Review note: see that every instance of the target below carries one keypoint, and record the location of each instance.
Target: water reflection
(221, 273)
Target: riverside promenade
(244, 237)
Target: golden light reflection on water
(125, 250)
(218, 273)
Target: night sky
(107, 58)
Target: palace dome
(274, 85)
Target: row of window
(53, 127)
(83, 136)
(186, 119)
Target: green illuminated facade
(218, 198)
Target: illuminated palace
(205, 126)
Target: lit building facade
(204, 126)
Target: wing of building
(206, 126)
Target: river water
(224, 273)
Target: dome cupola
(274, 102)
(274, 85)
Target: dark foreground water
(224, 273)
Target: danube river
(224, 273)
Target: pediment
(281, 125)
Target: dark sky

※

- **Enunciado**: Renomeie "night sky" para "evening sky" nas entradas acima e transcreva-as novamente, mantendo todo o resto inalterado.

- **Resposta**:
Review note: see that every instance of the target below carries one keypoint, and record the location of each instance.
Target: water reflection
(221, 273)
Target: riverside promenade
(244, 237)
Target: golden light reflection on water
(125, 250)
(218, 273)
Target: evening sky
(107, 58)
Target: palace dome
(274, 85)
Target: row of window
(53, 127)
(83, 136)
(186, 119)
Target: green illuminated facade
(218, 198)
Target: illuminated palace
(205, 126)
Target: lit building facade
(204, 126)
Target: wing of building
(206, 126)
Target: river water
(224, 273)
Target: dome cupola
(274, 102)
(274, 85)
Target: dark foreground water
(224, 273)
Target: danube river
(224, 273)
Target: pediment
(281, 125)
Target: dark sky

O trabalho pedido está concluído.